Your instructions: Convert the listing below into a Markdown table with the columns Row and Line, numbering each row and skipping blank lines. Leave the pictures out.

Exercise data:
>> begin
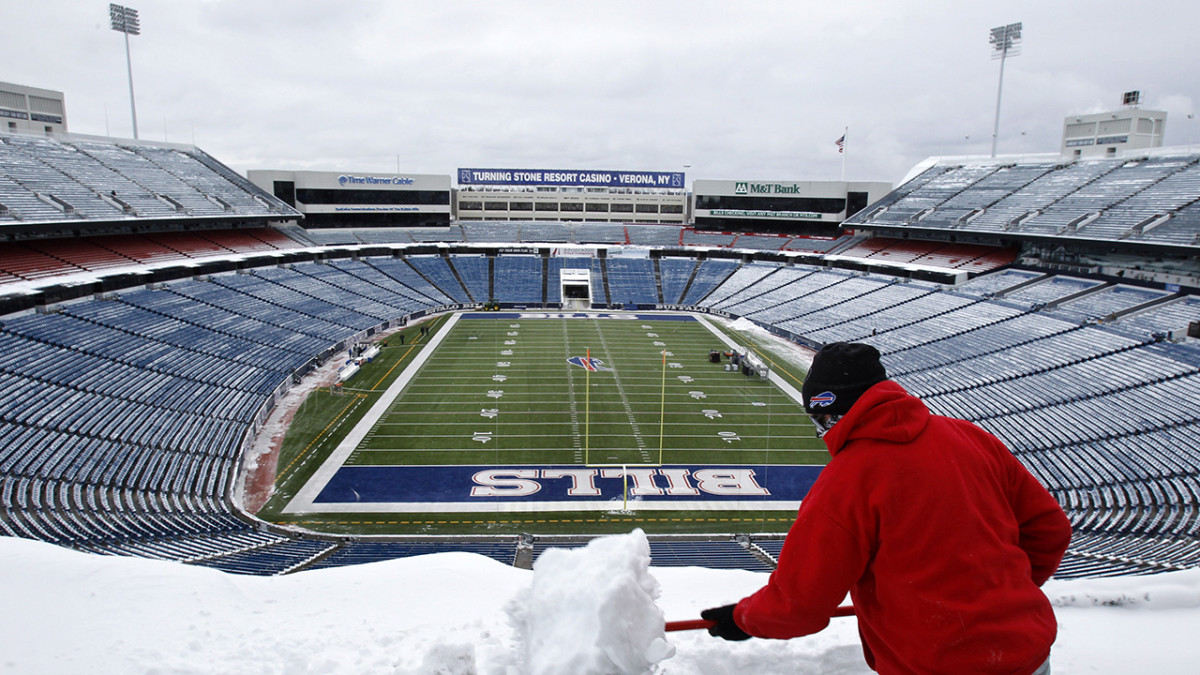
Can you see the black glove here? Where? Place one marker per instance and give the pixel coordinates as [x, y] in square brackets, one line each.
[725, 626]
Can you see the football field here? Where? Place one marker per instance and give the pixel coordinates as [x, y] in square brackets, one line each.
[557, 413]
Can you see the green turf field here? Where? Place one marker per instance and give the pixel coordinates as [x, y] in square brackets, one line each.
[503, 392]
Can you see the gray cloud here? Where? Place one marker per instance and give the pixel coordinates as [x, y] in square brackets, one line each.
[756, 89]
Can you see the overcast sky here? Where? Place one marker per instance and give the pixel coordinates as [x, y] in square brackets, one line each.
[729, 89]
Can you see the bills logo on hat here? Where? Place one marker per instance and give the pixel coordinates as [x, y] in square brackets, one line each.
[825, 399]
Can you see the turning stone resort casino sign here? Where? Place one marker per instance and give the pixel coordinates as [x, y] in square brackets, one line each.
[571, 178]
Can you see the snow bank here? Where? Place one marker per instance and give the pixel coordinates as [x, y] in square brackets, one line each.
[591, 610]
[66, 613]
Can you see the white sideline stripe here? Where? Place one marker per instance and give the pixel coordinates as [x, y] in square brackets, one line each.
[304, 500]
[774, 378]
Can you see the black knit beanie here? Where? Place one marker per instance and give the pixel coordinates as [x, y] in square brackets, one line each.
[840, 374]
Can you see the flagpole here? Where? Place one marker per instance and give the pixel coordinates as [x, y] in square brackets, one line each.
[845, 131]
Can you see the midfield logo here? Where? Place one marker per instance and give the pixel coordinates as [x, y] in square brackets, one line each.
[594, 365]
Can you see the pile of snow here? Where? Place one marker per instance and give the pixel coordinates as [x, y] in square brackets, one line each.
[592, 609]
[66, 611]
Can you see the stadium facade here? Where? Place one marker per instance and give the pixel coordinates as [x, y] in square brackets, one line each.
[360, 199]
[501, 195]
[815, 208]
[29, 109]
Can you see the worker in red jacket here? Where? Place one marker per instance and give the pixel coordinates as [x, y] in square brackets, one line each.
[939, 535]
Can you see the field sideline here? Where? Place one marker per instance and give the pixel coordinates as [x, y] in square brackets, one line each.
[508, 420]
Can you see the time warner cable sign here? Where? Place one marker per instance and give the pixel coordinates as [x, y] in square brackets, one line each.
[581, 178]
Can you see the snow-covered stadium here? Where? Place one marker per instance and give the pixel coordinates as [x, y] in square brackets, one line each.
[156, 305]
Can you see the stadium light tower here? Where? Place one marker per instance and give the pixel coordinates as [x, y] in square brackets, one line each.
[125, 19]
[1006, 41]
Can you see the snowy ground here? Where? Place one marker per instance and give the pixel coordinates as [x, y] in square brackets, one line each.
[67, 611]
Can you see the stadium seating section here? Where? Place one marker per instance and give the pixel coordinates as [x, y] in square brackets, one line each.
[123, 417]
[124, 414]
[1147, 199]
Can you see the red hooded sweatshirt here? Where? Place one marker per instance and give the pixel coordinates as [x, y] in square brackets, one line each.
[940, 536]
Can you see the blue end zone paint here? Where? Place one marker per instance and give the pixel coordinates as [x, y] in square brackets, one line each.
[455, 484]
[534, 314]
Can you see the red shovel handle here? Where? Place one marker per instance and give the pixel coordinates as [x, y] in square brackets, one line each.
[703, 623]
[690, 625]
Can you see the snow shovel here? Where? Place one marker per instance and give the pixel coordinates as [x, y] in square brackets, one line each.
[700, 623]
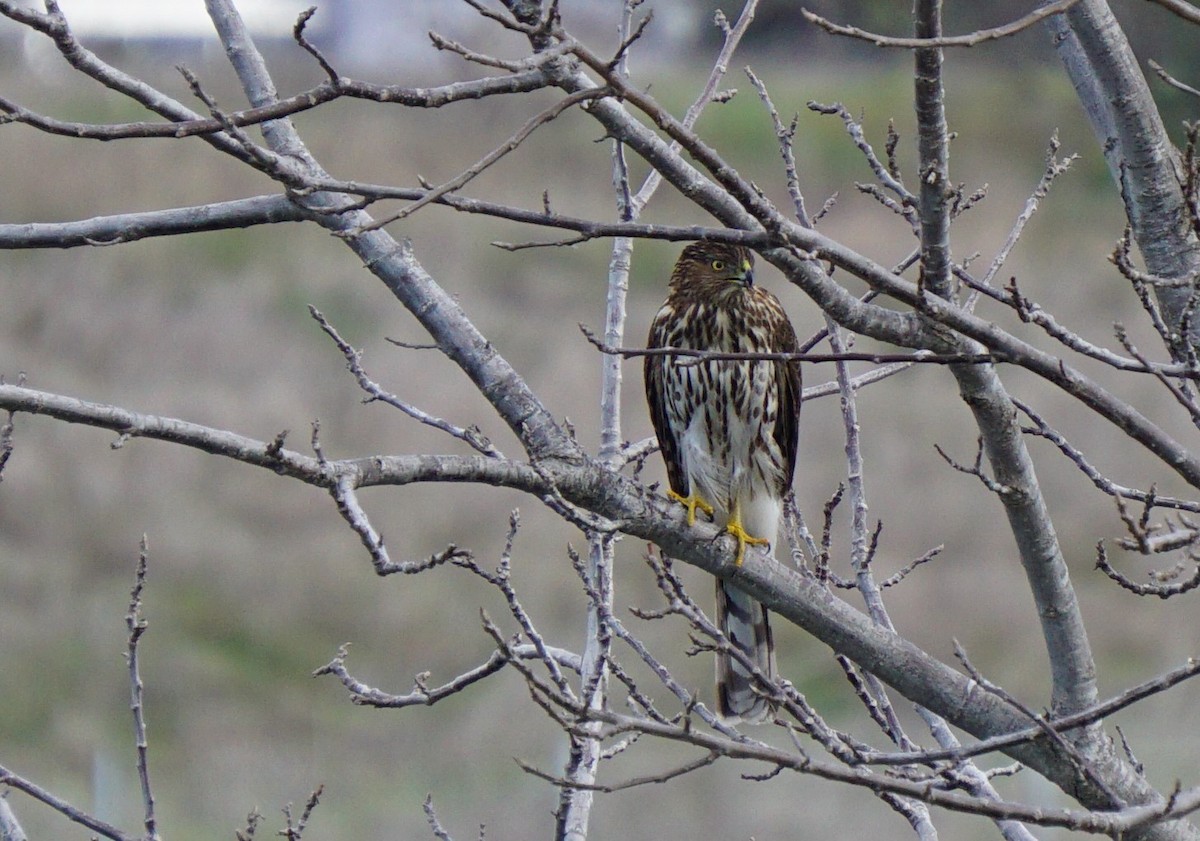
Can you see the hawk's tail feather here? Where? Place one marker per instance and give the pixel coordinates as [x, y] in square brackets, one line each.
[743, 620]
>> end
Finished exercise:
| Row | Line |
|---|---|
| 1 | Can you see the black glove here? Where? Place one marker per instance and give the pixel coordinates as [x, y] in square brackets, one line each. |
| 2 | [725, 626] |
| 3 | Can you see the football field here? Where? Place one marker per instance and give the pixel coordinates as [x, y] in square brackets, one line each. |
| 4 | [557, 413] |
| 5 | Can you see the green turf field here? Where? Place one marker per instance and give the pixel coordinates as [x, y] in square brackets, one line each. |
| 6 | [503, 392] |
| 7 | Can you see the gray cloud here? Where? Place one marker per instance and give the pixel coordinates as [x, y] in square brackets, one line each. |
| 8 | [756, 89] |
| 9 | Can you see the overcast sky here? Where? Place one marker per instance and give the pixel coordinates as [x, y] in square brackets, one line each. |
| 10 | [729, 89] |
| 11 | Can you see the bills logo on hat here? Where? Place one marker per instance and give the pixel coordinates as [x, y] in square brackets, one line each. |
| 12 | [825, 399] |
| 13 | Can you see the turning stone resort casino sign here? Where? Place one marker per instance and give the pixel coordinates as [x, y] in square brackets, one line each. |
| 14 | [571, 178] |
| 15 | Can you see the snow bank here? Where? Place one marker per instance and give the pixel coordinates as [x, y] in square brackets, one line each. |
| 16 | [591, 610] |
| 17 | [66, 613] |
| 18 | Can you see the white sideline stripe here? Where? Place one marker per instance and give the pixel coordinates as [x, y] in square brackets, one line each. |
| 19 | [304, 500] |
| 20 | [774, 378] |
| 21 | Can you see the black knit beanie here? Where? Place one marker per instance and give the pixel coordinates as [x, y] in square brackets, one line each. |
| 22 | [840, 374] |
| 23 | Can you see the flagpole here? Where? Place one marker per instance and give the pixel coordinates as [x, y] in square brackets, one line each. |
| 24 | [845, 131] |
| 25 | Can you see the midfield logo here? Where? Place one marker per instance and give the pixel coordinates as [x, y] in square brackets, one line each. |
| 26 | [594, 365] |
| 27 | Can you see the pile of snow here? Where? Place one marker per instance and give the pixel coordinates as [x, y] in square brackets, one line each. |
| 28 | [592, 609] |
| 29 | [66, 611] |
| 30 | Can you see the stadium facade here? Where? Place one marker per instance and give the pixel coordinates as [x, y] in square brackets, one line each. |
| 31 | [360, 199] |
| 32 | [501, 195] |
| 33 | [815, 208] |
| 34 | [29, 109] |
| 35 | Can you see the worker in red jacket here? Where? Place one marker per instance and give the pixel coordinates as [x, y] in square brackets, one line each. |
| 36 | [939, 535] |
| 37 | Can you see the field sideline here? Where? Place one marker per instance and give the pixel coordinates as [x, y] in square brackets, one line each. |
| 38 | [508, 420] |
| 39 | Can you see the time warner cable sign here? Where? Place one marker per instance and give the pixel coordinates as [x, y] in square brackets, one line each. |
| 40 | [581, 178] |
| 41 | Can you see the snow-covered stadium here? Where? Place one marker per instance and give the pixel coordinates as [x, y] in square brackets, one line each. |
| 42 | [156, 305] |
| 43 | Can you see the stadium light tower here? Where? Place one marker per instance and give the pixel coordinates as [x, y] in square brackets, one line each. |
| 44 | [125, 19] |
| 45 | [1006, 41] |
| 46 | Can you see the snowy ground here? Where? Place one marker per instance and give the pixel coordinates as [x, y] in square brackets, one line each. |
| 47 | [67, 611] |
| 48 | Can you see the stadium seating section here? Where? Place one marker per instance and give the pixel coordinates as [x, y] in square brackets, one line each. |
| 49 | [123, 417] |
| 50 | [124, 414] |
| 51 | [1147, 199] |
| 52 | Can you see the red hooded sweatshirt here? Where? Place one marker per instance and give the pixel coordinates as [x, y] in square brackets, one line each. |
| 53 | [940, 536] |
| 54 | Can you see the blue end zone paint here? Where? Place one marker per instance and give the pixel coordinates as [x, y] in square brackets, one line each. |
| 55 | [455, 484] |
| 56 | [534, 314] |
| 57 | Can you see the red shovel handle here? Where? Place one marker per instance and give the pixel coordinates as [x, y] in square brackets, one line each. |
| 58 | [703, 623] |
| 59 | [690, 625] |
| 60 | Can you see the snow shovel here? Where? Place one marker per instance and give the pixel coordinates as [x, y] in square brackets, one line each. |
| 61 | [700, 623] |
| 62 | Can you see the hawk's tail feather here? Where? Place one marker per instance and give the pixel coordinates as [x, y] in square brackets, one line each. |
| 63 | [743, 620] |